### Objective
Can you scale the records from the start through the line containing "point(143, 25)", both ends included, by writing them out again with the requests, multiplying every point coordinate in the answers by 1.1, and rounding to whole numbers with halves going up? Leave the pictures out.

### Stored data
^^^^
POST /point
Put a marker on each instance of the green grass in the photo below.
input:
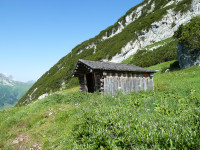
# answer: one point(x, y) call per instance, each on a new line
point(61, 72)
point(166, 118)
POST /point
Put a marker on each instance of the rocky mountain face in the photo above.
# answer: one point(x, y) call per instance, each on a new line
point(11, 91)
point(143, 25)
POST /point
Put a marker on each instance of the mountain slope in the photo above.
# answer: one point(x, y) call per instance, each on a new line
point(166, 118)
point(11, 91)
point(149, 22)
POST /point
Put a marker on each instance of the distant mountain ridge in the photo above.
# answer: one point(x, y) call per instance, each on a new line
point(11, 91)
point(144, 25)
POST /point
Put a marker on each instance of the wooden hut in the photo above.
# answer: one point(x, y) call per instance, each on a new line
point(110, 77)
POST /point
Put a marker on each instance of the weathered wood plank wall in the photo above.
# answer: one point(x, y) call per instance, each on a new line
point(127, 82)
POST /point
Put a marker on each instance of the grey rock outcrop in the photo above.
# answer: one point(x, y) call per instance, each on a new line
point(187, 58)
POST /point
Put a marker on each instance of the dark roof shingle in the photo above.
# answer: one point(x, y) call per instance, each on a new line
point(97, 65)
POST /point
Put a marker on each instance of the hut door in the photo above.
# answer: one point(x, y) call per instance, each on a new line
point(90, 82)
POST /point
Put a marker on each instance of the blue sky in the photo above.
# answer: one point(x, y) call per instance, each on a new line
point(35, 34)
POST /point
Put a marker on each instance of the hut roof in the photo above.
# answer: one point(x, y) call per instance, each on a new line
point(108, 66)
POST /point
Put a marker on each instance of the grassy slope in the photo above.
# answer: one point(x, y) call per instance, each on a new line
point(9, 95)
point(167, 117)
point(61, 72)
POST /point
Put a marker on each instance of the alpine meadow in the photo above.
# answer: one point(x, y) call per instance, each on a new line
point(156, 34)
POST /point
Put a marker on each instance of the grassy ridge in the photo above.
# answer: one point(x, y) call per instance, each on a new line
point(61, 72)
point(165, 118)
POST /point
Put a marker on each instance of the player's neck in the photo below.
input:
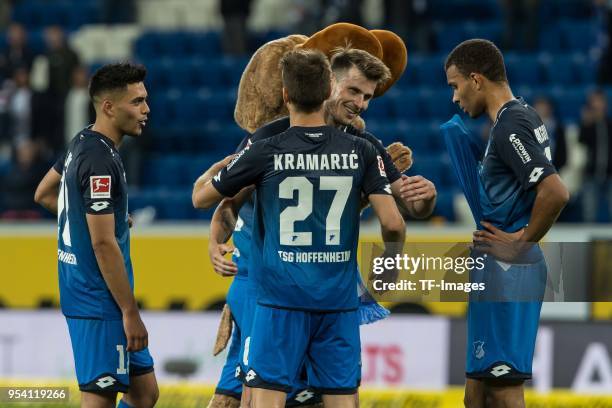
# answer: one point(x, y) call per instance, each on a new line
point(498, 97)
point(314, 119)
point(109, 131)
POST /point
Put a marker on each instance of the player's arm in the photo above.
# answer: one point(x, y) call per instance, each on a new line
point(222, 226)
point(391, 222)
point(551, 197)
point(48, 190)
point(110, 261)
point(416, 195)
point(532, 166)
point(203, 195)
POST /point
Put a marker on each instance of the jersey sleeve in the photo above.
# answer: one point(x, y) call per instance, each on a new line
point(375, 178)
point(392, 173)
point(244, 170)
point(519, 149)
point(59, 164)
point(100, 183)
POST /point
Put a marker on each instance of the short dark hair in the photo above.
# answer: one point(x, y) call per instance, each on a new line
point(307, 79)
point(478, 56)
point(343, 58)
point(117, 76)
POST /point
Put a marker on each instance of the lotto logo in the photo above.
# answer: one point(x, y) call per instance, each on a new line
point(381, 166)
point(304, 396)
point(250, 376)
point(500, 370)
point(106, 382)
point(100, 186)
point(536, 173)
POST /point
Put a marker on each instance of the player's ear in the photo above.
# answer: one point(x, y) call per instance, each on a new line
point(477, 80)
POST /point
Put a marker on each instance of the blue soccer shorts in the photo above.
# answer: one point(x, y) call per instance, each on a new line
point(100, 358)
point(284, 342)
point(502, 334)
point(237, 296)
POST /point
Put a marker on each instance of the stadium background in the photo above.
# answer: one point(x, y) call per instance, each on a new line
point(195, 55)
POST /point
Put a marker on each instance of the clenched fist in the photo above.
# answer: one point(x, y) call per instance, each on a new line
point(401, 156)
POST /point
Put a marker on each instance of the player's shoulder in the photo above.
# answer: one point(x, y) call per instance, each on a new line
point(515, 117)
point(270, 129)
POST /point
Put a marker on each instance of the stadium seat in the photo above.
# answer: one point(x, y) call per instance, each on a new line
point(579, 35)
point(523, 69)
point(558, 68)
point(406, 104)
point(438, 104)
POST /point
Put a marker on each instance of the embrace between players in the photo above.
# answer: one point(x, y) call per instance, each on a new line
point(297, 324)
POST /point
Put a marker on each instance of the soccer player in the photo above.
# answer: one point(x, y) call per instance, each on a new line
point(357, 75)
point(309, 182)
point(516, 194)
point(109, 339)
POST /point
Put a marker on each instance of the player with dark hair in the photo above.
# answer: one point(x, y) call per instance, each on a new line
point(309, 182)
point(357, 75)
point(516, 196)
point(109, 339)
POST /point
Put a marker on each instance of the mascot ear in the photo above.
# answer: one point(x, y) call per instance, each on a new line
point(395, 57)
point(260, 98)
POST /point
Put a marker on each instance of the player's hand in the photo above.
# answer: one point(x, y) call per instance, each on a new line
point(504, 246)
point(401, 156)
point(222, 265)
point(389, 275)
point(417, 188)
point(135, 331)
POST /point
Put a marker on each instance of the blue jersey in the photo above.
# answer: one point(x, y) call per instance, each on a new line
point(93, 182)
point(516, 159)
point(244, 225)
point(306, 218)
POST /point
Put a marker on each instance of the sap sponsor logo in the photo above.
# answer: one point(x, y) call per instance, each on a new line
^^^^
### Answer for this exercise
POST /point
Put a marker on each instance of the green grass in the photo below.
input:
# answer: one point(x, y) call per instance, each on a new line
point(67, 79)
point(183, 130)
POST /point
Put a marker on each instance of the rocky mountain face in the photo above.
# answer: one point(x, y) call per instance, each on a new line
point(12, 100)
point(157, 28)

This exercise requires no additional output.